WHAT IS BEING ASKED
Would you copy only the lines below, beginning with the one that contains "Practice. Find the car wheel" and running through the last entry line?

MATERIAL FOR THIS EXERCISE
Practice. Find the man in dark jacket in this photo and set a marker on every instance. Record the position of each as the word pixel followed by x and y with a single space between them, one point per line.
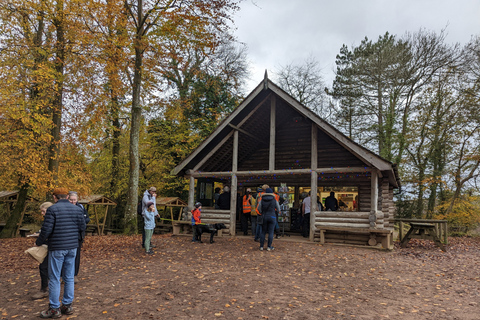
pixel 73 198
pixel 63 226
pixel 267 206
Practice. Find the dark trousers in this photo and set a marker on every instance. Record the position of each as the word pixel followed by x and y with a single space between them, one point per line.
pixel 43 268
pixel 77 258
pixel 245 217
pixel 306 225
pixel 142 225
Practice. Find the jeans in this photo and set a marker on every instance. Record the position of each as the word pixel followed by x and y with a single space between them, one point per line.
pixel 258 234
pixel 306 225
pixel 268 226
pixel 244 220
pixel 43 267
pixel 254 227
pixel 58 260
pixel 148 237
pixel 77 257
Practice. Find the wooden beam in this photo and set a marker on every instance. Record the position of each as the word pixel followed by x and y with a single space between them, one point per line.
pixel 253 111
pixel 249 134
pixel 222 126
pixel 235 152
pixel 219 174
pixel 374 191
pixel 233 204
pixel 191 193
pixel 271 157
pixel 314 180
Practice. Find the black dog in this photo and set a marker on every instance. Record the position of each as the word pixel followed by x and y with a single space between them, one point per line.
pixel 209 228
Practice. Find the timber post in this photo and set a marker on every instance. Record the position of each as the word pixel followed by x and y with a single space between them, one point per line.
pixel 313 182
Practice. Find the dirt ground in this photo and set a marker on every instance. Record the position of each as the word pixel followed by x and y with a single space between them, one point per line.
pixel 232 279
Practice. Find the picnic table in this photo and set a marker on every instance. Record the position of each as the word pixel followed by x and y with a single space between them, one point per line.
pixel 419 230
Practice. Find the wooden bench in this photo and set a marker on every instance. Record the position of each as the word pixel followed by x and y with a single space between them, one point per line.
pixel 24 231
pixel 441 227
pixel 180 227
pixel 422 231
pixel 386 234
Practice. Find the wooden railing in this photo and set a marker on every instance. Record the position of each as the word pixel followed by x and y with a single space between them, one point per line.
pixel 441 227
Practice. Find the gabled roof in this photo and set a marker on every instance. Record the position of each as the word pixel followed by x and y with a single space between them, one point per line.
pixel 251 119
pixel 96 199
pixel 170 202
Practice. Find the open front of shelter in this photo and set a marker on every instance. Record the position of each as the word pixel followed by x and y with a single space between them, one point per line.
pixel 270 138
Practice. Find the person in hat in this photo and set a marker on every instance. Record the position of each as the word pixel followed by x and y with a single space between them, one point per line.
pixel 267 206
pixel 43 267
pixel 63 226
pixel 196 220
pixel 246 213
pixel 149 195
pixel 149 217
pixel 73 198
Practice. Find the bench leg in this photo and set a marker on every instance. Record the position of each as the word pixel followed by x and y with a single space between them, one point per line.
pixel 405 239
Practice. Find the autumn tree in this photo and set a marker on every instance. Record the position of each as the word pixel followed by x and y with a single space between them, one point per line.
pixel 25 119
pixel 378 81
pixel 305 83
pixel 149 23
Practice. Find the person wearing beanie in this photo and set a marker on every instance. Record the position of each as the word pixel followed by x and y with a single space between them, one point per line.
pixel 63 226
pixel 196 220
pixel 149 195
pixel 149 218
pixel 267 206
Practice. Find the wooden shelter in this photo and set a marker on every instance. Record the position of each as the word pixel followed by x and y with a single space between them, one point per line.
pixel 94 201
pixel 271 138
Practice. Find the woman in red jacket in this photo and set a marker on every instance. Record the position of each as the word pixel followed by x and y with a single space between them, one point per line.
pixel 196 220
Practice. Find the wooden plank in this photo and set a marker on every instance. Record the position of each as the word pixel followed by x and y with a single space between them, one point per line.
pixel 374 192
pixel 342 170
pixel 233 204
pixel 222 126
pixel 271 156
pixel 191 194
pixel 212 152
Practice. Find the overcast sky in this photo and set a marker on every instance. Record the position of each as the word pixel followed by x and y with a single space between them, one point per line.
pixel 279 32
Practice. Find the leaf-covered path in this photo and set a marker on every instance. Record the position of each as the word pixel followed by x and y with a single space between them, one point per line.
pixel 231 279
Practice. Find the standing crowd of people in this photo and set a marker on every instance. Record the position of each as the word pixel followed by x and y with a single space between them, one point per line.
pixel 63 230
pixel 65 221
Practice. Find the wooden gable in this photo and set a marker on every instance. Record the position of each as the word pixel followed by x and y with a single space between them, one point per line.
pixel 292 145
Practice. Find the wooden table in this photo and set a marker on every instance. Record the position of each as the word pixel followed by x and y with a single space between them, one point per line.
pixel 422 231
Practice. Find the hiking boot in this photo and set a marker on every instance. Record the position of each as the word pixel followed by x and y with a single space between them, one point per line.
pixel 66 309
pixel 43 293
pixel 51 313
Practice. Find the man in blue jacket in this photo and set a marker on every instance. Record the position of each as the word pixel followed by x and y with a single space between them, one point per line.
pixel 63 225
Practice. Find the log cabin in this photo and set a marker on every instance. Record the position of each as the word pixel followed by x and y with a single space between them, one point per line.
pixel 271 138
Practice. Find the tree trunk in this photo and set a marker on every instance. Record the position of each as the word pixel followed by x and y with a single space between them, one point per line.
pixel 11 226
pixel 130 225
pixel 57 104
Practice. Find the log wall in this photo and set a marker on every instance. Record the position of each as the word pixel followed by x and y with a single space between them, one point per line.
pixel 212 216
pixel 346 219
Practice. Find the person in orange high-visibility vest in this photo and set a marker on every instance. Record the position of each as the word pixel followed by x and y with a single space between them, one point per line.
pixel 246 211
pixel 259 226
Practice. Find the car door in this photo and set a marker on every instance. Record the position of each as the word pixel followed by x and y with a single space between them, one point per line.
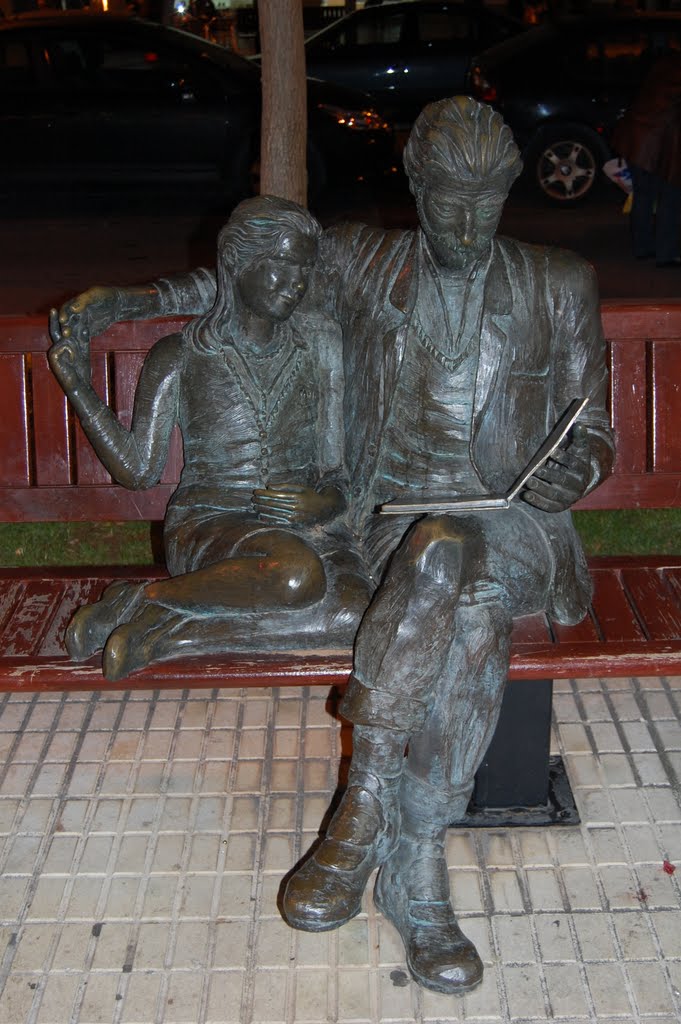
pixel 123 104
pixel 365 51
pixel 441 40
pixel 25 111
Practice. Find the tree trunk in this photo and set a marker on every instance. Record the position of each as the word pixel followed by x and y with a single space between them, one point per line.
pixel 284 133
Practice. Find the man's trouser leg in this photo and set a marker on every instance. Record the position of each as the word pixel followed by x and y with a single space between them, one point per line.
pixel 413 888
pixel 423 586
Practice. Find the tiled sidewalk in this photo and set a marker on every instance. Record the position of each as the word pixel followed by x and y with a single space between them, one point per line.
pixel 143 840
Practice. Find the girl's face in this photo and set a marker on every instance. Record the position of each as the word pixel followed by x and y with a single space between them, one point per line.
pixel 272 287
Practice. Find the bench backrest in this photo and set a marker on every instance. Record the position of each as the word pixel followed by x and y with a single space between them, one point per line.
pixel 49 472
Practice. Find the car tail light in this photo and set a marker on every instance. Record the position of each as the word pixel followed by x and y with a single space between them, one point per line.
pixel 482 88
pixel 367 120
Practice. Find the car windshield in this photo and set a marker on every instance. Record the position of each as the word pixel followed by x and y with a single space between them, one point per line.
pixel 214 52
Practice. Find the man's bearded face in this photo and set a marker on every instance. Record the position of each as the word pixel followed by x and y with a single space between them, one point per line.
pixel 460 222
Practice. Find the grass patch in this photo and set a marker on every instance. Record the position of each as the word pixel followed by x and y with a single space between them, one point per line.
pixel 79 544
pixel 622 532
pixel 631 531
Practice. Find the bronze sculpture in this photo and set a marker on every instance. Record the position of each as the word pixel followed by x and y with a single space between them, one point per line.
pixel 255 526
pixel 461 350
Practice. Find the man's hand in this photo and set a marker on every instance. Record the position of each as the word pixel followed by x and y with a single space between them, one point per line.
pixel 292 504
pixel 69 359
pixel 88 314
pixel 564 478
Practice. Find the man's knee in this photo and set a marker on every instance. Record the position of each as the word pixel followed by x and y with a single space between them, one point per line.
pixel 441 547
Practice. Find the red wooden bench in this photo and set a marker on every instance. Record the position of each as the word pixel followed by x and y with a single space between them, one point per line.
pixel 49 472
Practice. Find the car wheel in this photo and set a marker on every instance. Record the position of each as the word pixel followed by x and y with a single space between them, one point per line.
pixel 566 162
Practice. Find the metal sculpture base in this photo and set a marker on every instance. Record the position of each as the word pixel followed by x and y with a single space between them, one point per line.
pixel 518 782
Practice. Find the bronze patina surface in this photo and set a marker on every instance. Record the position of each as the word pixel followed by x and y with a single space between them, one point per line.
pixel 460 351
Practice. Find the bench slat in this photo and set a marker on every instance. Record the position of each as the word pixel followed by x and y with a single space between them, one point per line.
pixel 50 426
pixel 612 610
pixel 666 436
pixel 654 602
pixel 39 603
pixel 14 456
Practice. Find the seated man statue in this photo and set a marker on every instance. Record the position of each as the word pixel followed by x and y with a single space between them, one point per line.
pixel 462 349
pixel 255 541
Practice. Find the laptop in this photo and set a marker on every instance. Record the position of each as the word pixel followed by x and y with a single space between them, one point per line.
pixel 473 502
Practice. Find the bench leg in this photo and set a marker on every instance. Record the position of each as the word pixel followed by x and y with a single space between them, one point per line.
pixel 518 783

ANSWER
Practice. Find the car wheel in this photo and set a marker on every instance. Record the position of each as the word pixel followed by x and y with a single space between them, one point per line.
pixel 566 162
Practice. Find the metal sculpture base in this photo and set a marker on every instance. Record the position of each as the word pixel followed by x and y with a single space between them, one point per line.
pixel 518 782
Practice. Find the bronze patina surface in this photo and set a marker on every instance. Record the position of each as the word pixel followed by x and y with a single space between them, one point per line.
pixel 460 351
Practice. Find the bench slat in this photo and set a marker on every instance. Record the position of each as the word pixel followed by x and y with a single space between them, one point per line.
pixel 50 426
pixel 612 610
pixel 666 436
pixel 654 602
pixel 39 603
pixel 14 456
Practice. Find the seated man statue in this photo and set a marker on every instance. Record the position of each as the word pixel followed by x and y with a single space between them, one point per line.
pixel 462 349
pixel 255 541
Practice. Find the laptop in this photo and set a marker on every instance. Record the position of each as the word pixel followed by x and y with a single space between them, one point per line.
pixel 473 502
Practice. Find the bench leg in this photo and set a marker on every instance. Record the position of each as the word pixel followed by x and y with a single space between them, one point per line.
pixel 518 783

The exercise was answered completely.